SOURCE DOCUMENT
━━━━
Prolusion. The American trio GLASS had existed in the '70s. They had a lot of materials recorded during their numerous live performances and studio sessions, but didn't have the opportunity to release their music at that time, which resulted in the band's break up in 1979. This double CD set is Glass's first and only output and is compiled of their best compositions.

CD 1 - "No Stranger to the Skies"
******

TRACK LIST:

1.  No Stranger to the Skies 9:14
2.  Give the Man a Hand 6:25
3.  Domino 8:24
4.  The Myopic Stream 8:17
5.  For Ursula Major & Sirius 12:12

All tracks: by the Sherman brothers.

LINE-UP:

Greg Sherman - keyboards
Jeff Sherman - bass, guitars 
Jerry Cook - drums & percussion

Produced by the Sherman brothers.
Engineered by B. Holden & E. Paulsen.

Synopsis. The first disc or, rather, album, titled just as the entire set, consists of studio recordings, most of which are from 1975. Although one of the five instrumental compositions was composed and recorded two years later, the album is rather homogenous in structure. This indicates that the band was conservative in their creation, which is a positive factor in this case, because Glass had their own incomparable style. This formation followed the romantic tradition of European Classical music more closely than any other keyboard trio, and not only. They in many ways anticipated the further dilatation of this direction, which, for instance, has become the integral part of the creation of such well-known outfits as Sky and The Enid. Basically, Glass's style is a combination of Symphonic Art-Rock, Classical music and quasi-Jazz-Fusion. Why quasi? The point is that there are no authentic improvisations on the album, and since all the music has been thoroughly composed, it would be wrong to talk about Jazz-Fusion as such in this case, i.e. implying the term in its traditional conception. Besides, on the album's title track and Give the Man a Hand the latter component manifests itself only in a furtive form. More instantly improvisational-like harmonies can be recognized on Domino and The Myopic Stream, and especially on the last track For Ursula Major & Sirius. Nevertheless, the band's general sound is preserved here, too. The intensive arrangements with up-tempo interplay between keyboard and bass solos, developing to the accompaniment of the powerful drumming, are present on each composition, but are widespread only on the second track, while on average they cover only about one third of the album. Mostly light, beautiful, and complex all simultaneously, Glass's music abounds in charming sounds of vintage keyboards: Rhodes piano, ARP string ensemble, Moog synthesizer, Mellotron and (to a lesser degree) Hammond organ. All the compositions are excellent, but the third, Domino, the only with passages of acoustic guitar and the distinctive 'magical spirit' of the blessed seventies, is especially mesmerizing.


CD 2 - "Broken Oars"
━━━━
RECORD SET

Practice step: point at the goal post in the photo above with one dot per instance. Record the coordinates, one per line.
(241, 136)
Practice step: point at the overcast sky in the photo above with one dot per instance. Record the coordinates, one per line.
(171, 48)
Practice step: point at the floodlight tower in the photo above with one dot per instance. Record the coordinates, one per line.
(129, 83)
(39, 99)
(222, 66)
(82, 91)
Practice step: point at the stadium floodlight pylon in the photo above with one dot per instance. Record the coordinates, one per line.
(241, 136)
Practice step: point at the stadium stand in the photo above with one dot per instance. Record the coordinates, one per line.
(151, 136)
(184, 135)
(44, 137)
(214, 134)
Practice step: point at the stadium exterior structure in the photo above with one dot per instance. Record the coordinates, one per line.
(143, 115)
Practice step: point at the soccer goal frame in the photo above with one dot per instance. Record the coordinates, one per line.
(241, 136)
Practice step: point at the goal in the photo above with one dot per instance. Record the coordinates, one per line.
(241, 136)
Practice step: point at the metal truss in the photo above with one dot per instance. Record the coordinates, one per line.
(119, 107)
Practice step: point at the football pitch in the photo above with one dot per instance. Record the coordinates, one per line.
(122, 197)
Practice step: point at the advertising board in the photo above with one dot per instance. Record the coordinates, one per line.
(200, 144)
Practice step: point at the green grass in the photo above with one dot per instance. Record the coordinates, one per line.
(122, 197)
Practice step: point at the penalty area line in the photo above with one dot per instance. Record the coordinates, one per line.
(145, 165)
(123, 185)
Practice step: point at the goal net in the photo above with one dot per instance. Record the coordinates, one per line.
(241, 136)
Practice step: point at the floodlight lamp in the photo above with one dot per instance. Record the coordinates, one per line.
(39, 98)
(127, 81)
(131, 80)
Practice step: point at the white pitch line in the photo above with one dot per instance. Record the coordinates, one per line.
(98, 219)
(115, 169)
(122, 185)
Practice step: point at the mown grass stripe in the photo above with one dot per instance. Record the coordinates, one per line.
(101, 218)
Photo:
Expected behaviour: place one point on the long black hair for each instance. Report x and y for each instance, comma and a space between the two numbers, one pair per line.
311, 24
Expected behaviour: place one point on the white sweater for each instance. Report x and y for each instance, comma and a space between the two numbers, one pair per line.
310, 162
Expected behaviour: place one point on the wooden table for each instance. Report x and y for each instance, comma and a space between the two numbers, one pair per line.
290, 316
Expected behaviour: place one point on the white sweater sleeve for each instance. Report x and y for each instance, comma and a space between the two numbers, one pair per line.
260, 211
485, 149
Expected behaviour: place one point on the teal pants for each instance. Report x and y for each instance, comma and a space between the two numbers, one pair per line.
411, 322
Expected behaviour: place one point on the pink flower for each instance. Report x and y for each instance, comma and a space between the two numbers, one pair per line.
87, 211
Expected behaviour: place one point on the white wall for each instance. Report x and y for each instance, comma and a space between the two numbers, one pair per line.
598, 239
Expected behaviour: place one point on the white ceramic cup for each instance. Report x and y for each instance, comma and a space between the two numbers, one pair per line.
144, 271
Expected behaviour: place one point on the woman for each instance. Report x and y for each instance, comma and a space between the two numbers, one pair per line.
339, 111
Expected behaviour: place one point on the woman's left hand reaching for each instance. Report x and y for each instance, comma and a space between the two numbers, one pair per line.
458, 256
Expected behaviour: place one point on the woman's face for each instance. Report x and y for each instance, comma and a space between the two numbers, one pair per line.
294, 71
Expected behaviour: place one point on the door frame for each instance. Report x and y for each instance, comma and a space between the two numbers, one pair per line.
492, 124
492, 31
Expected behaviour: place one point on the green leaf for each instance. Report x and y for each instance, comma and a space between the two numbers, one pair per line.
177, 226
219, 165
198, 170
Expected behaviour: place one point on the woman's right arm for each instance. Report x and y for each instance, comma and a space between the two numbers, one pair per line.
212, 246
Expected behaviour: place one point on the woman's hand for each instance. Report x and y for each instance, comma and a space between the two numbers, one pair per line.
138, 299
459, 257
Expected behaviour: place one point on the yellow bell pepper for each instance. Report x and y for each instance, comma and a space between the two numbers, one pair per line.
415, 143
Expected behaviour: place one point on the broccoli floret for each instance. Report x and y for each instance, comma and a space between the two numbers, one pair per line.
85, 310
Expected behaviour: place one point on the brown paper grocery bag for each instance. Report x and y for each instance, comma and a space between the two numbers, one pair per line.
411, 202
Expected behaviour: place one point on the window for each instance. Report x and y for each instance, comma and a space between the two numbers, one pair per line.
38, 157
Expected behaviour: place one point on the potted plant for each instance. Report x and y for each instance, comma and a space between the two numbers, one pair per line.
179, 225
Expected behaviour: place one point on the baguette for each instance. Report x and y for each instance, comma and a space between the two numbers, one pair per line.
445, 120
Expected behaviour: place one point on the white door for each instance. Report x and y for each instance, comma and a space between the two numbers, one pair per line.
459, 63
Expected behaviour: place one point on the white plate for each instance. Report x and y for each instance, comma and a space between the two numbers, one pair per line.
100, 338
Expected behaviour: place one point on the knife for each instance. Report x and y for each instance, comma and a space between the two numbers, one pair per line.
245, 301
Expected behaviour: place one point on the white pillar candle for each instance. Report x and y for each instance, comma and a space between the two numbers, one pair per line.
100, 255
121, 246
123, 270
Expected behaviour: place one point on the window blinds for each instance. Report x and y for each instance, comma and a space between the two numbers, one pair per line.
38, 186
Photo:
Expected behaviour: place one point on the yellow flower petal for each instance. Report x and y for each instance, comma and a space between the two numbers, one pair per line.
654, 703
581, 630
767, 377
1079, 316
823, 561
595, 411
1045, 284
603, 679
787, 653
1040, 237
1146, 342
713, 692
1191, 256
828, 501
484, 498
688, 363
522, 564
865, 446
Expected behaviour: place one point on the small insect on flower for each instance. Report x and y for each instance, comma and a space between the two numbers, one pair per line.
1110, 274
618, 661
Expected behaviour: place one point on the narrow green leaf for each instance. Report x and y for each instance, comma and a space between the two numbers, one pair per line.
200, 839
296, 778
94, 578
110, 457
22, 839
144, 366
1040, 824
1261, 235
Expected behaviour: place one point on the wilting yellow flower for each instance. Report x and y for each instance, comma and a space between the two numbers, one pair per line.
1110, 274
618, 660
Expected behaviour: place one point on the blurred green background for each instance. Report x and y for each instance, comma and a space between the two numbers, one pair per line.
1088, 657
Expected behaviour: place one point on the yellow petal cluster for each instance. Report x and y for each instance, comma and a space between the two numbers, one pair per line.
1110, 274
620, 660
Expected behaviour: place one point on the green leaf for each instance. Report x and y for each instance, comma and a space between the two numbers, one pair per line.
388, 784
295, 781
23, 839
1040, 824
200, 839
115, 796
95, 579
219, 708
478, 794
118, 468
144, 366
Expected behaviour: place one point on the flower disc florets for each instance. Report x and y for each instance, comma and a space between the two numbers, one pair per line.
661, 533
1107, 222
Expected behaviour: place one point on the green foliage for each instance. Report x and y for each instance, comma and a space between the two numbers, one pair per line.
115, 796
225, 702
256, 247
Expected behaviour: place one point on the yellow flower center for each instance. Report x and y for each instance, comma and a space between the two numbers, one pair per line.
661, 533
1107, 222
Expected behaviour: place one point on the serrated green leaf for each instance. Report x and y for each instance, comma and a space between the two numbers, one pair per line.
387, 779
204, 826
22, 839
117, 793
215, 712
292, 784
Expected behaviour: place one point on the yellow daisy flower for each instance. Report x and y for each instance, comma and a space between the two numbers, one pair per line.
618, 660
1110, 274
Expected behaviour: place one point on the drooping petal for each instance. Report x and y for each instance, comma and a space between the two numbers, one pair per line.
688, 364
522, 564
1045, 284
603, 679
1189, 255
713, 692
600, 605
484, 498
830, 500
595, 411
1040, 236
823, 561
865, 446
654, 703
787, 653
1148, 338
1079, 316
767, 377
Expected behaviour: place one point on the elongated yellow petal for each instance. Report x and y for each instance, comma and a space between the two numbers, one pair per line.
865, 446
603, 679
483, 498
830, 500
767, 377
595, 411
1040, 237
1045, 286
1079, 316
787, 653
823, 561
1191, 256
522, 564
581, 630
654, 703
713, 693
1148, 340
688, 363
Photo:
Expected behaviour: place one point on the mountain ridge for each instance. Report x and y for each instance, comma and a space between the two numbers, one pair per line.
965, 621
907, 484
━━━━
JOB 1
Retype the portion of the album review above that begins with the words "Greg Sherman - keyboards" and ends after the words "Holden & E. Paulsen.".
JOB 2
Pick out and copy every line of the records above that contains the word "grass".

EXERCISE OUTPUT 1
Greg Sherman - keyboards
Jeff Sherman - bass, guitars 
Jerry Cook - drums & percussion

Produced by the Sherman brothers.
Engineered by B. Holden & E. Paulsen.

EXERCISE OUTPUT 2
Practice step: point at the green grass in the photo above with one dot per instance. Record the coordinates, one per line.
Practice step: point at the mown grass stripe in the photo above with one dot per instance. Record the coordinates, one per line.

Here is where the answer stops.